-- Start of DATA SHOWN --
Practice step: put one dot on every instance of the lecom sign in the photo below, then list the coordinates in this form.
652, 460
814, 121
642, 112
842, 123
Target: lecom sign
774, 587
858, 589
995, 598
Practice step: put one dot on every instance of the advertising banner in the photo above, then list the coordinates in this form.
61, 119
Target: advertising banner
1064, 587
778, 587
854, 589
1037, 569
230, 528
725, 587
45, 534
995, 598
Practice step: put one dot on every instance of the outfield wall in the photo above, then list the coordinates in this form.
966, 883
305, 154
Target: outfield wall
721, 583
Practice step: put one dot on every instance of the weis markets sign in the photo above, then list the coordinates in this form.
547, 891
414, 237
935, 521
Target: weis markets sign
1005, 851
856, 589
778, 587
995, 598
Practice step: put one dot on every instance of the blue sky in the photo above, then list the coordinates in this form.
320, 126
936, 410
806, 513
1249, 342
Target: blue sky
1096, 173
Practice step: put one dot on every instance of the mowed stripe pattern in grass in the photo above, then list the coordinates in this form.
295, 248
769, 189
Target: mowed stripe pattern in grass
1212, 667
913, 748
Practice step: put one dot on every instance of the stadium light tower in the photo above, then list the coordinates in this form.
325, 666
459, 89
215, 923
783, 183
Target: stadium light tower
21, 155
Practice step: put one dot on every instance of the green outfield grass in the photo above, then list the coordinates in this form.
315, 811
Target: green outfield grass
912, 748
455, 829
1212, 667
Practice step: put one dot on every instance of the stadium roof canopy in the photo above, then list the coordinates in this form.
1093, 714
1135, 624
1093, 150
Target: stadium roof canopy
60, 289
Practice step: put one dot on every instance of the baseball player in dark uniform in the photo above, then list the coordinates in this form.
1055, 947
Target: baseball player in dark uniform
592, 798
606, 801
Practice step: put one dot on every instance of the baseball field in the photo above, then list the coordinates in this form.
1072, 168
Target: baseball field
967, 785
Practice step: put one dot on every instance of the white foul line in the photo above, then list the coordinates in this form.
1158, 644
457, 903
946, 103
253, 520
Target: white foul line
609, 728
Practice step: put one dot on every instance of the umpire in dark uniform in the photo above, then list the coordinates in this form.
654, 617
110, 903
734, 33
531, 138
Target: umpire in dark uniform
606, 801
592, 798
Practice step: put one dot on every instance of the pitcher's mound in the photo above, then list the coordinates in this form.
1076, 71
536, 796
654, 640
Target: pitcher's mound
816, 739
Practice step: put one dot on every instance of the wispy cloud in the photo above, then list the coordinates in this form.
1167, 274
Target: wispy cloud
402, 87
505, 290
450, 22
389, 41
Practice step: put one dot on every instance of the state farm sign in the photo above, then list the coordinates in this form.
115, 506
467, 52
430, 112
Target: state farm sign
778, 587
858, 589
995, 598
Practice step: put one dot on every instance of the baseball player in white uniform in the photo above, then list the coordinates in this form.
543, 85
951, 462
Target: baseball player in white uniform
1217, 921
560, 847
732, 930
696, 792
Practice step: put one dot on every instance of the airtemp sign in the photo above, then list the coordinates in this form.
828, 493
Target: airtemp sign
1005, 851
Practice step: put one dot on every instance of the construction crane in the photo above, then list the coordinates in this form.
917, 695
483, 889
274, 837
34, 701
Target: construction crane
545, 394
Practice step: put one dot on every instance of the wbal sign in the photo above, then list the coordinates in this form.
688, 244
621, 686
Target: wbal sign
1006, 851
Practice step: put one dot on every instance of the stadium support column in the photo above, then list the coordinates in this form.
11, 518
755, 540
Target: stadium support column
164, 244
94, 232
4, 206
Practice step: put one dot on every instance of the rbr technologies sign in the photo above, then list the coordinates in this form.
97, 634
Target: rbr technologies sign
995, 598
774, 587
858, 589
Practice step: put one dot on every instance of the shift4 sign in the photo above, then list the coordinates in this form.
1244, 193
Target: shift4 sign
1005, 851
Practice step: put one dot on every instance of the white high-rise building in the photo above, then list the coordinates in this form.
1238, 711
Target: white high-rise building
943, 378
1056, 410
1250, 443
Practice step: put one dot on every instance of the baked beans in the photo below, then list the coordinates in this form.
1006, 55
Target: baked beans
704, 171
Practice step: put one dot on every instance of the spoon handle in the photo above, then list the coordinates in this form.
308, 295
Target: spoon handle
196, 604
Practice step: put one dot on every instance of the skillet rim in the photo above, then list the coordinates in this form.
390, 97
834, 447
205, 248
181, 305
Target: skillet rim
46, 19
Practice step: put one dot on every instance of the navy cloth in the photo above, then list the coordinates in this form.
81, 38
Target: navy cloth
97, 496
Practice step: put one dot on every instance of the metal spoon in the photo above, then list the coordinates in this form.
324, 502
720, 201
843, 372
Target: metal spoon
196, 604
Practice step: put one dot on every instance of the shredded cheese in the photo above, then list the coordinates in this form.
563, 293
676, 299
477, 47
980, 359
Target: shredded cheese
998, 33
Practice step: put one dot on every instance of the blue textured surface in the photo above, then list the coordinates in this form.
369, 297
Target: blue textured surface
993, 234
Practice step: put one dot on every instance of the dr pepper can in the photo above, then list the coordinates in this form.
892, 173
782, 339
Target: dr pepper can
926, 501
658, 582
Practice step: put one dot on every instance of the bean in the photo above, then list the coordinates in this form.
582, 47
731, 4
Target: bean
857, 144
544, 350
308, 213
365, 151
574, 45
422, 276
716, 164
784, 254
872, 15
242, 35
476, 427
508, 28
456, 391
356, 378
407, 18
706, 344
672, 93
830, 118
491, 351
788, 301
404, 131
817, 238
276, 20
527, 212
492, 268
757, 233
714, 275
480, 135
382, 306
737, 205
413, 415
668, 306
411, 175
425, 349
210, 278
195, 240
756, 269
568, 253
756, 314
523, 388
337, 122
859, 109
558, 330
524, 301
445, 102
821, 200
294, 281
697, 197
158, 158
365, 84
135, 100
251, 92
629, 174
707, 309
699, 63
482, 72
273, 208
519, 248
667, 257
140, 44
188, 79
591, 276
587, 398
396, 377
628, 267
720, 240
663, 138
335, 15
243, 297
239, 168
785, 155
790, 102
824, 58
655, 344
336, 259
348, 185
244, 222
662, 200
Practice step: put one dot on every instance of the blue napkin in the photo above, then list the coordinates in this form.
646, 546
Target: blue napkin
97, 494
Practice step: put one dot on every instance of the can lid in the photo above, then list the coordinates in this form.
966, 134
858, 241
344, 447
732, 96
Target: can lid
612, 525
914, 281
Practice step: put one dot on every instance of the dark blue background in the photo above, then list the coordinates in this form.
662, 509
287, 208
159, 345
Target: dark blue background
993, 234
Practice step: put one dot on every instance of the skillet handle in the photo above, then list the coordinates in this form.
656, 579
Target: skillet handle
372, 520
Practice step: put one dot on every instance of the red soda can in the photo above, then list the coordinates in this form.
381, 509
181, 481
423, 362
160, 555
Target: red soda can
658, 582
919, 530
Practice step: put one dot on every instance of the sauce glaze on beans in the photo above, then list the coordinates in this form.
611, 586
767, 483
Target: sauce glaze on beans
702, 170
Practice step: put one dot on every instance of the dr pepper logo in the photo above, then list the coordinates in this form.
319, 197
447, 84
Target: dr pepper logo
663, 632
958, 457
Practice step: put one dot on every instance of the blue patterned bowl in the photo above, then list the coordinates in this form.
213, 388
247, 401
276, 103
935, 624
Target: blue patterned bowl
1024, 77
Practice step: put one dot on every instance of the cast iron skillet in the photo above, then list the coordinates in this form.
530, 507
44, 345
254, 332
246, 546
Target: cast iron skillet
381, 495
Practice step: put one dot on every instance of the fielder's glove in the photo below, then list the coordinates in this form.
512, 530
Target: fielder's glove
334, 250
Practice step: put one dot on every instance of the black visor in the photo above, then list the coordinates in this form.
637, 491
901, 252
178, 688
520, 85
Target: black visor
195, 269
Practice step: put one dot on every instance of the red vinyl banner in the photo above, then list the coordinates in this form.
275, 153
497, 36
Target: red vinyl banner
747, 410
-- End of DATA SHOWN --
WHAT YOU SHOULD DO:
Put the stretch of the listing from the line containing "Practice step: put one dot on every instance of the black" through the end of the listing into a numbered list, one line per item, with blank lines left out.

COMPLETE ANSWER:
1. Practice step: put one dot on every instance of the black visor in the photo above, then list the coordinates in this form.
2. 637, 491
3. 901, 252
4. 178, 688
5. 520, 85
6. Target: black visor
7. 195, 269
8. Practice step: put one dot on every instance of the red vinyl banner in the photo above, then list the coordinates in this form.
9. 275, 153
10. 497, 36
11. Target: red vinyl banner
12. 747, 410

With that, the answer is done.